> **Problem**
Here are some records. Print all of them exactly.

Saved entries
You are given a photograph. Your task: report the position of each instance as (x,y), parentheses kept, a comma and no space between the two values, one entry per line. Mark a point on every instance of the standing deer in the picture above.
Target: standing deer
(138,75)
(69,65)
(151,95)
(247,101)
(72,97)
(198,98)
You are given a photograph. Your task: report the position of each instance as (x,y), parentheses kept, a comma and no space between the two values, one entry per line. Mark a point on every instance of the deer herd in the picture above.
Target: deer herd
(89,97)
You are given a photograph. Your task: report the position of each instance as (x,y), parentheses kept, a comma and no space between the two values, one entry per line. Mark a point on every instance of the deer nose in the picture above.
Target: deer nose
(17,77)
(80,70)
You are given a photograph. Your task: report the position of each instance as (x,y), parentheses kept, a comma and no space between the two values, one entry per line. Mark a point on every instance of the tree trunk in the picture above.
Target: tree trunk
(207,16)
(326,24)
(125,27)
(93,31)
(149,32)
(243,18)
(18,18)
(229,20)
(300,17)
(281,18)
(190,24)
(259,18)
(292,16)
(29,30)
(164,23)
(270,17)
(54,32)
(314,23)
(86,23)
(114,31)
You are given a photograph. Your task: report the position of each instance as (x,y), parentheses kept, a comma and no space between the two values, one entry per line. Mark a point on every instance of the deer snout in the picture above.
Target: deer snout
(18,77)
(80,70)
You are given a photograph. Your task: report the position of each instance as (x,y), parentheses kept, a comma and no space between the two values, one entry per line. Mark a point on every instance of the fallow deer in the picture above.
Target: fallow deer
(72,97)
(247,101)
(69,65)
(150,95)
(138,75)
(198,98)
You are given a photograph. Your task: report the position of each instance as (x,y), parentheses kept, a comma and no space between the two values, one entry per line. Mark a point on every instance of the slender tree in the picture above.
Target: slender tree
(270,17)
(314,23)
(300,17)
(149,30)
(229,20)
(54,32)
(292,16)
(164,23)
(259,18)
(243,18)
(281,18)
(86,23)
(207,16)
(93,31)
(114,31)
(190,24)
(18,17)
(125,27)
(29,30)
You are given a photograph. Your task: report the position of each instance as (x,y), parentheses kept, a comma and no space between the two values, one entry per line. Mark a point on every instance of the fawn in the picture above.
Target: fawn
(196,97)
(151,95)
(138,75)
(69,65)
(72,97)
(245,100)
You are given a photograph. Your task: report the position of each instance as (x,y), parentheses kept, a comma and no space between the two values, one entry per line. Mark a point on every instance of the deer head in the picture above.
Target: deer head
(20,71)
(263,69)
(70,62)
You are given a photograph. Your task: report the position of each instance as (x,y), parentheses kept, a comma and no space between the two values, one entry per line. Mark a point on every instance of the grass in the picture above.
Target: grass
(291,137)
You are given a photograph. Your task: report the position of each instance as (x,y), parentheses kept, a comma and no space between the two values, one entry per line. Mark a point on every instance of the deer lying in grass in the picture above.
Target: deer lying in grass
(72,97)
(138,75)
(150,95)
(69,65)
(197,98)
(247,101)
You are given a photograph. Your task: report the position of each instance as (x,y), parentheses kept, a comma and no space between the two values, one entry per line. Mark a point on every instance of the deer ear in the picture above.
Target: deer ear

> **Written answer**
You are given a photograph. Your task: report the position of each instance as (x,y), parentheses kept, a comma and no space between the two values, one entry per line. Mark a point on every instance of the standing deer in the picture above.
Target: standing deer
(138,75)
(69,65)
(151,95)
(247,101)
(72,97)
(198,98)
You are given a photograph. Your task: report the position of each instance as (x,y), parentheses kept, a comma and no space between the two values, one entry per line. Mark a point on every instance of the deer herd in the picture above.
Target: deer herd
(89,97)
You are given a photograph. Your task: report the position of each instance as (x,y), parentheses kept, a comma and no space between the two values, one entry per line. Mark a point on every instance of the deer nose in the picture above.
Target: deer nose
(17,77)
(80,70)
You are given a photograph. Your task: report the position of each instance as (x,y), parentheses kept, a comma and no space between the two values, one entry per line. Mark a point on every instance of the tree trunk in the picture above.
Target: tree trunk
(207,16)
(326,24)
(125,27)
(93,31)
(149,32)
(243,18)
(18,18)
(229,20)
(300,17)
(281,18)
(190,24)
(259,18)
(292,16)
(29,30)
(164,23)
(270,17)
(54,32)
(314,23)
(86,23)
(114,31)
You are given a photograph. Your task: report the position of each instance as (x,y), parentheses kept, a comma and no space between the two values, one entry per line. Mark a point on every instance of the deer snout in the picture above.
Target: deer snout
(18,77)
(80,70)
You are given a photograph. Your task: report the position of each instance as (x,y), parentheses kept, a comma and no space between the two values, one entry per line. Mark a point on every instance of the fallow deer in the picture above.
Target: fallow deer
(72,97)
(247,101)
(69,65)
(150,95)
(138,75)
(198,98)
You are given a photograph. Your task: report the position of each instance as (x,y), parentheses kept, a comma and no space between the two values, one entry per line. Mark a point on every instance of the slender tree in the picture above.
Target: slender tree
(270,17)
(314,23)
(300,17)
(149,30)
(229,20)
(54,32)
(292,16)
(164,23)
(259,18)
(243,18)
(281,18)
(86,23)
(207,16)
(93,31)
(114,31)
(190,24)
(18,17)
(125,27)
(29,30)
You are given a photograph. Your task: report the position of each instance as (x,y), parentheses kept, a comma and no space between the two values, one entry per line. Mark a point on every instance of the fawn in the picture above.
Target: fawn
(196,97)
(151,95)
(138,75)
(69,65)
(72,97)
(245,100)
You are given a photograph. Your task: report the position of each instance as (x,y), parentheses kept, a comma and no space between the two values, one entry per line. Mark a point on every instance of the deer head in the picture above.
Target: deer head
(20,71)
(263,69)
(70,62)
You are given a photograph. Your task: report the position of each instance as (x,y), parentheses kept, a comma and no space between the two values, one entry per line. Mark a point on every instance of the grass in the picture above.
Target: grass
(291,137)
You are given a photograph. Your task: report the position of each instance as (x,y), parentheses kept, a comma and no space between the two values, one entry per line. Mark a point on every instance of the deer lying in grass in the picture above.
Target: deer lying in grass
(72,97)
(138,75)
(150,95)
(69,65)
(197,98)
(247,101)
You are given a photograph. Your task: report the position of each instance as (x,y), parentheses kept, a comma and no space between the two values, one entry per line. Mark a point on every instance of the deer ear in the picture above.
Target: deer ear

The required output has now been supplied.